◆ **SCOPO DELL'ESERCIZIO**: Ricopia senza alcuna modifica il tratto dei dati che va dalla riga contenente "Shelf-audit tagging: for every instance of the concrete" fino alla riga contenente "x=277, y=685", entrambe comprese.

◆ **DATI DA USARE**:
━━━
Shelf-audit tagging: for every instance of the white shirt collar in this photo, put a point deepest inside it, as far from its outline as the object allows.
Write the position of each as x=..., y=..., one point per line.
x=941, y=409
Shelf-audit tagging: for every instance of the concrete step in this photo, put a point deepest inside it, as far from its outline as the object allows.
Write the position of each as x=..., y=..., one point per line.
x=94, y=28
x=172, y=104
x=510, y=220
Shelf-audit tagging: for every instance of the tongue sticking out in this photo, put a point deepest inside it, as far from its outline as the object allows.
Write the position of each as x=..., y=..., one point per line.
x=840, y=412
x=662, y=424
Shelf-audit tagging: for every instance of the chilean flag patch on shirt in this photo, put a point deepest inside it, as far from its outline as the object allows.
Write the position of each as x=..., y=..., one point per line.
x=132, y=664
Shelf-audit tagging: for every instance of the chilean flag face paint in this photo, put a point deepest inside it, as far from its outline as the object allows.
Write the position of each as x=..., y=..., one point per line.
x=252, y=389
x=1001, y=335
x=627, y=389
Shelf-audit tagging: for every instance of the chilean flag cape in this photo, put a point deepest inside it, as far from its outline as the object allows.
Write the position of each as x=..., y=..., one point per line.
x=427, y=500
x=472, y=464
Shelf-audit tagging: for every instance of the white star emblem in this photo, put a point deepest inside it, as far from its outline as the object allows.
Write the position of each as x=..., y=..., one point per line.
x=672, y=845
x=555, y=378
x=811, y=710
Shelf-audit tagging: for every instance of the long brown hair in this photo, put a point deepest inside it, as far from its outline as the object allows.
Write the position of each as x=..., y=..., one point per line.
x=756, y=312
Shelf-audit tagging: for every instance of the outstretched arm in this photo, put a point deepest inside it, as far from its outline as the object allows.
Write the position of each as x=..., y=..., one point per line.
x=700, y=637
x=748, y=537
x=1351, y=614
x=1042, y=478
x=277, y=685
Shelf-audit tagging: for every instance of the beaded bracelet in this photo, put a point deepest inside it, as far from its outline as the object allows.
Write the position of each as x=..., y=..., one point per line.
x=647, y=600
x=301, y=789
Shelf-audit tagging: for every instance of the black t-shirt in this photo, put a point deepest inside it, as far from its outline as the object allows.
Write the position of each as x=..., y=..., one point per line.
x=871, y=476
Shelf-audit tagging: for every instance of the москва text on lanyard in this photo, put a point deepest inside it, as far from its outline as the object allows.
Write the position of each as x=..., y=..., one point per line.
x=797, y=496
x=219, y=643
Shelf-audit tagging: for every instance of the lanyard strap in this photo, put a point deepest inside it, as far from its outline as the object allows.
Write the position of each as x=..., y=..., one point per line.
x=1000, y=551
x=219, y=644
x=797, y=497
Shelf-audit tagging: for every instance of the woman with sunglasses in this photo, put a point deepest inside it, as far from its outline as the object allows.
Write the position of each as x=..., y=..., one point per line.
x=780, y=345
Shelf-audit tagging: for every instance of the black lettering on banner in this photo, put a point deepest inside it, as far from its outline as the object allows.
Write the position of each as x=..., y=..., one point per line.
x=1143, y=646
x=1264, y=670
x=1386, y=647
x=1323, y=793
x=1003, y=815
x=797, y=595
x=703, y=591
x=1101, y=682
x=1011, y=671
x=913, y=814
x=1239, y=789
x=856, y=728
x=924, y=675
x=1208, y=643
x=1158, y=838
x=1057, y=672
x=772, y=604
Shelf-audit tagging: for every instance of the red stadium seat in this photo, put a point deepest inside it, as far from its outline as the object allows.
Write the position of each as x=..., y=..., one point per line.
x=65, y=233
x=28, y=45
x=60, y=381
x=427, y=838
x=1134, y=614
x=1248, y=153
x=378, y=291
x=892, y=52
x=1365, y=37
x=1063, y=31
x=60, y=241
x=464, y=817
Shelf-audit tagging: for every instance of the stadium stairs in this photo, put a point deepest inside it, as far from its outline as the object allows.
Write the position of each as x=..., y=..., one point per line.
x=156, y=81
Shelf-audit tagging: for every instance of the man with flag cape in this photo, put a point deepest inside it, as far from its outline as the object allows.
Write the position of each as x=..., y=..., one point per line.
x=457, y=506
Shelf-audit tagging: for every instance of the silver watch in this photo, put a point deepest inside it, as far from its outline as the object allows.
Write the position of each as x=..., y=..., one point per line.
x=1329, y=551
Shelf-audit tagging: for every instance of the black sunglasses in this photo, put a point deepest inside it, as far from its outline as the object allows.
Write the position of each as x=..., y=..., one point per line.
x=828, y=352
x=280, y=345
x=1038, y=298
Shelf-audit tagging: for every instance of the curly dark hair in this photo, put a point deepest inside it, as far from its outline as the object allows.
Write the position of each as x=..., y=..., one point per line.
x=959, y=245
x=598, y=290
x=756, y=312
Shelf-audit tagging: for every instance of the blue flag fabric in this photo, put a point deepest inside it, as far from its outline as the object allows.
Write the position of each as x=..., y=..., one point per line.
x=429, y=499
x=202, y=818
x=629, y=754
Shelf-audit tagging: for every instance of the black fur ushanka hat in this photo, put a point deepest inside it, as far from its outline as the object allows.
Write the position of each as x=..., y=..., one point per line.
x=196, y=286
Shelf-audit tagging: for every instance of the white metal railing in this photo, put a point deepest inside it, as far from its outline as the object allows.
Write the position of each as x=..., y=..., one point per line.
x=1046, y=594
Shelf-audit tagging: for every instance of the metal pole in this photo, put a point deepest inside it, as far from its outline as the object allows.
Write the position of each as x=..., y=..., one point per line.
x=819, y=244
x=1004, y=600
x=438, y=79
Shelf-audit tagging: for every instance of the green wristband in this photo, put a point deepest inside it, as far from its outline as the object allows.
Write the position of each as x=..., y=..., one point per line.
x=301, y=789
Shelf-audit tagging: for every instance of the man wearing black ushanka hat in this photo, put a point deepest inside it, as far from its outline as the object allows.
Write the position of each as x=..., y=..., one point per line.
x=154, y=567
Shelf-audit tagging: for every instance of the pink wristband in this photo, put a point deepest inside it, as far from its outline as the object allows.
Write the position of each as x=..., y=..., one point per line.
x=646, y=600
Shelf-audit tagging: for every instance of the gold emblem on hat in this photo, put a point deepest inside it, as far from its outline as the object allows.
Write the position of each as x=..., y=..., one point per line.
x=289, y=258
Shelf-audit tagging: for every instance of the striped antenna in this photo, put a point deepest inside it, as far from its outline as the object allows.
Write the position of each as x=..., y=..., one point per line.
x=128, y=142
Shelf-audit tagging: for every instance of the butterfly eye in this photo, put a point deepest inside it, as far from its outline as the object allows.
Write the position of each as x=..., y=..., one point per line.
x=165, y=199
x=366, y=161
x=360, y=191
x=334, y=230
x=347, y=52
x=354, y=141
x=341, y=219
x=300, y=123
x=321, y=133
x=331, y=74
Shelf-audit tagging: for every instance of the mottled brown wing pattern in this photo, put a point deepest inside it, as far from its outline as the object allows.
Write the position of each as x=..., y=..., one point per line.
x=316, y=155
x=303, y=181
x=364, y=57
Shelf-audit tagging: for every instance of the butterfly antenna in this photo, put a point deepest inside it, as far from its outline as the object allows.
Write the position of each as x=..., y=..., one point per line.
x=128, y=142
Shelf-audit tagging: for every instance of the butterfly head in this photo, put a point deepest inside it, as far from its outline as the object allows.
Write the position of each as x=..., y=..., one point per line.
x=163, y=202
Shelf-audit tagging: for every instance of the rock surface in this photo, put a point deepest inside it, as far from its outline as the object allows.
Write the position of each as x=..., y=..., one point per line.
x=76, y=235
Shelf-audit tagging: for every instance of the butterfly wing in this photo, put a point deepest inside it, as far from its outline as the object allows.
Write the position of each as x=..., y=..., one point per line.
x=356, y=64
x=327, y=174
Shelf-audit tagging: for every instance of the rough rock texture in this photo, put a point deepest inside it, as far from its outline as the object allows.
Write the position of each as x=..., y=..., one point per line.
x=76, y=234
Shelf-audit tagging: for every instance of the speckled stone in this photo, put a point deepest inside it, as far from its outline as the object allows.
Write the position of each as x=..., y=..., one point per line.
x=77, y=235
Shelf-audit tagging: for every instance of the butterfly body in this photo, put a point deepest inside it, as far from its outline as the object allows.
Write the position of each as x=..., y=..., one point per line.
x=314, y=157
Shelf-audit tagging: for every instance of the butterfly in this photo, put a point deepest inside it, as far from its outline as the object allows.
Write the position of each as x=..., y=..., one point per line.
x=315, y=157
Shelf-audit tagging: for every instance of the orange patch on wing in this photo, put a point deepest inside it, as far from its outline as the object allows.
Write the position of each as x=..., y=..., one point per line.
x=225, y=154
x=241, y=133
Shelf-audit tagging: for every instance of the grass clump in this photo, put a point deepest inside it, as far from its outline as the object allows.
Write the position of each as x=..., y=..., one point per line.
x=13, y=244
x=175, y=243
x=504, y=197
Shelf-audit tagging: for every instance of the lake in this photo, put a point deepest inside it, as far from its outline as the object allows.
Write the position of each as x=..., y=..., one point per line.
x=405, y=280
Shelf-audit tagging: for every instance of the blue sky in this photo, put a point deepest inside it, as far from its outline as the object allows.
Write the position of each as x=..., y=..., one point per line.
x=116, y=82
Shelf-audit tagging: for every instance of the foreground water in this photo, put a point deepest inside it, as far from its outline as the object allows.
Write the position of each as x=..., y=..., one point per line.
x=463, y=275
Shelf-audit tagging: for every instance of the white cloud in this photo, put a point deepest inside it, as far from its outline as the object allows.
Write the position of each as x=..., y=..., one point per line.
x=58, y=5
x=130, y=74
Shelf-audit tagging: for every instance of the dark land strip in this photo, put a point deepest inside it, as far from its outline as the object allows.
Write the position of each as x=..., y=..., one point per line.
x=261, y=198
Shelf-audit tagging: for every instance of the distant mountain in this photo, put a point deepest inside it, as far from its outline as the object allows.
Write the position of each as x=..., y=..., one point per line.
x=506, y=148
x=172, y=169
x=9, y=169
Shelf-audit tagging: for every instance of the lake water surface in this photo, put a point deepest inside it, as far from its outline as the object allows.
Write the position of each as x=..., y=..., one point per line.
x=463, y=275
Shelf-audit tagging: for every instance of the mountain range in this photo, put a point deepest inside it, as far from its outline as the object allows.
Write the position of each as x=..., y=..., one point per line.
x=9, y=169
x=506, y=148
━━━
◆ **RISULTATO**:
Shelf-audit tagging: for every instance of the concrete step in this photo, put a point deepest inside it, as far from its outline as the object allows.
Write the position of each as x=..., y=..., one point per line.
x=94, y=28
x=172, y=104
x=510, y=220
Shelf-audit tagging: for every instance of the tongue sticking out in this photo, put a point deepest inside it, as far from its outline as the object allows.
Write the position of each as x=..., y=..., one point per line.
x=840, y=412
x=662, y=424
Shelf-audit tagging: for every instance of the chilean flag patch on shirt in this photo, put a point deepest inside it, as far from its outline as the object allows.
Write the position of each as x=..., y=..., one point per line.
x=132, y=664
Shelf-audit tagging: for every instance of the chilean flag face paint in this photo, put a point deepest inside it, as far from its outline as the object allows.
Write the position of each as x=..., y=..., one point per line.
x=252, y=389
x=1001, y=335
x=627, y=389
Shelf-audit tagging: for every instance of the chilean flag cape in this photo, put a point deepest inside it, as far from its outline as the object allows.
Write the position of each as x=..., y=..., one point per line.
x=427, y=500
x=472, y=464
Shelf-audit tagging: for every instance of the white star emblem in this photo, put a point deepest inside it, as far from its outline as the object allows.
Write the position of each as x=..., y=..., one point per line.
x=672, y=845
x=555, y=378
x=811, y=710
Shelf-audit tagging: for every instance of the long brown hair in this photo, put a point deepest inside it, as far from its outline as the object allows.
Write the position of each as x=..., y=..., one point per line.
x=756, y=312
Shelf-audit tagging: for every instance of the outstretched arm in this photo, put a point deepest inside it, as far from its outline as the object allows.
Write the position of each as x=..., y=..., one point per line.
x=700, y=637
x=748, y=537
x=1351, y=614
x=1042, y=478
x=277, y=685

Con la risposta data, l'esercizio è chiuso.